-- Problem requirements --
Copy everything from the line containing "like (669, 83)." down to the end of the material, requests included, and scale each coordinate in the answers by 2.25, rounding to whole numbers with halves going up. Leave the requests and the sample coordinates in them unchanged.
# start of Information provided
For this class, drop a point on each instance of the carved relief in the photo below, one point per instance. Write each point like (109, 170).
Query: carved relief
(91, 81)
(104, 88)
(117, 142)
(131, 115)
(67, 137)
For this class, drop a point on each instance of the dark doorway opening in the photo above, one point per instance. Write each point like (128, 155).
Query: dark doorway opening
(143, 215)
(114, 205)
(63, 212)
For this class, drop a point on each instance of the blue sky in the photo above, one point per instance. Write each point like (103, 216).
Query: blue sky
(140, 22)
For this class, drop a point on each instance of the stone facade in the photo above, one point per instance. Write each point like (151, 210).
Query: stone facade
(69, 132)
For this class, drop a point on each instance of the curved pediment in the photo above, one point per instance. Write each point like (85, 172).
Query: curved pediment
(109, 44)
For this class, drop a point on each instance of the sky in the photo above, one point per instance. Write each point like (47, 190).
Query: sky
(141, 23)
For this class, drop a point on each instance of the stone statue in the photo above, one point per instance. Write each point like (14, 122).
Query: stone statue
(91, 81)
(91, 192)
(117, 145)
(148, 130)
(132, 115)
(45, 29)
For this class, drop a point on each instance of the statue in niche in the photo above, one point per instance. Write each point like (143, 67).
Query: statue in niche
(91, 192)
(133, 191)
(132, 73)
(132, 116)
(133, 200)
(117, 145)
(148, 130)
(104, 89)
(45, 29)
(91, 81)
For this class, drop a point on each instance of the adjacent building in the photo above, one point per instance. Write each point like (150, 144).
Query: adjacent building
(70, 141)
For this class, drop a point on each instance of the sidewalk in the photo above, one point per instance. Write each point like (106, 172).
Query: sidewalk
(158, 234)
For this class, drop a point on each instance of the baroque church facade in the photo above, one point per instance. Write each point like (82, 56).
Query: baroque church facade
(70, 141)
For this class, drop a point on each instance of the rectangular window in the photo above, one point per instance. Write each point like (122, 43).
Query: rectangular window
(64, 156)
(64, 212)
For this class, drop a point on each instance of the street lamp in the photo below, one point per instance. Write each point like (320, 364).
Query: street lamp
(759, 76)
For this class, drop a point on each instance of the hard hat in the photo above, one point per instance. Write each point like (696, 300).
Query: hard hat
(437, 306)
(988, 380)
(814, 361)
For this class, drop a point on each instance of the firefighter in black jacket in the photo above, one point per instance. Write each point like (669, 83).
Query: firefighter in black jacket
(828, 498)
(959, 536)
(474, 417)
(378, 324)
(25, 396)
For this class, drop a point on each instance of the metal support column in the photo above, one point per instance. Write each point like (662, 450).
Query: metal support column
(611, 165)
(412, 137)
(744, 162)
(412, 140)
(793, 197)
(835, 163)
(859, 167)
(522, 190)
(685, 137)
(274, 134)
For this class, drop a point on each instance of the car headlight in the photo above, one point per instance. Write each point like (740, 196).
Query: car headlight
# end of Information provided
-- Full solution --
For this class, drop a point on each instance of the firefighter in black jacket in the photo above, one point per instance. Write each point like (669, 83).
Query: firefighter in black jacket
(1863, 1121)
(2158, 1206)
(1067, 938)
(851, 729)
(56, 891)
For this class, drop a point on each instance of the metal support column in the photo above, one point per instance. Write each point like (662, 450).
Query: metal support column
(1375, 371)
(927, 308)
(1674, 365)
(927, 315)
(1784, 443)
(1879, 367)
(1933, 376)
(1175, 428)
(1541, 308)
(617, 302)
For this class, drop a point on each instance of the car headlight in the photo above, one point per instance. Write each point like (740, 196).
Query: car headlight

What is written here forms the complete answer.